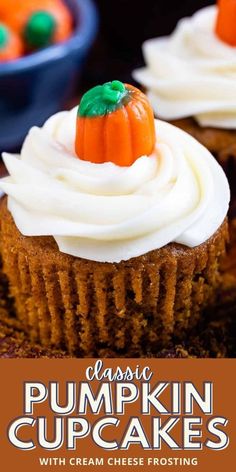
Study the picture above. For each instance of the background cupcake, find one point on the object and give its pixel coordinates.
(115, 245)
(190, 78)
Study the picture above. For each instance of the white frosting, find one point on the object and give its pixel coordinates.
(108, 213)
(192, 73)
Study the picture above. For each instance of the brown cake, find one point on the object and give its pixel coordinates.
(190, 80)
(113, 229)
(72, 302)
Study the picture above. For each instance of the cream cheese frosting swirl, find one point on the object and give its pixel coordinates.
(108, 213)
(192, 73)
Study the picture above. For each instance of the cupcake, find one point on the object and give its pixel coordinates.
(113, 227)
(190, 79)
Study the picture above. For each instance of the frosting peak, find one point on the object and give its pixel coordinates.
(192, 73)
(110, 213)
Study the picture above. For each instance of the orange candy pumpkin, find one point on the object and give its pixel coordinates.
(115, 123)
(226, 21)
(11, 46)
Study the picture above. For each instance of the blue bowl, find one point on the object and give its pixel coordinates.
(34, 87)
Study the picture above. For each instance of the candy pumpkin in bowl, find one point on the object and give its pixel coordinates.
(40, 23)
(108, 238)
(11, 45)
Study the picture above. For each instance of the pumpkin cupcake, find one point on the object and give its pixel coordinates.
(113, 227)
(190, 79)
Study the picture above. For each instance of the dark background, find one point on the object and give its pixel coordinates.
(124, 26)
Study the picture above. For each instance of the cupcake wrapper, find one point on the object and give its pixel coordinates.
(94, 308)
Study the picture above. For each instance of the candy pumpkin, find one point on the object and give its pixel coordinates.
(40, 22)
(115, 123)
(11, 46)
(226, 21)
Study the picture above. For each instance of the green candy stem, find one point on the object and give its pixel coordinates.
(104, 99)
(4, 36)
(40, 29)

==

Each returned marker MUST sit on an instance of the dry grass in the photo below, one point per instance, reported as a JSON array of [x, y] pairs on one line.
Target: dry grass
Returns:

### YOUR OBJECTIVE:
The answer must be one number, the count of lines above that hold the word "grass".

### RESPONSE AREA:
2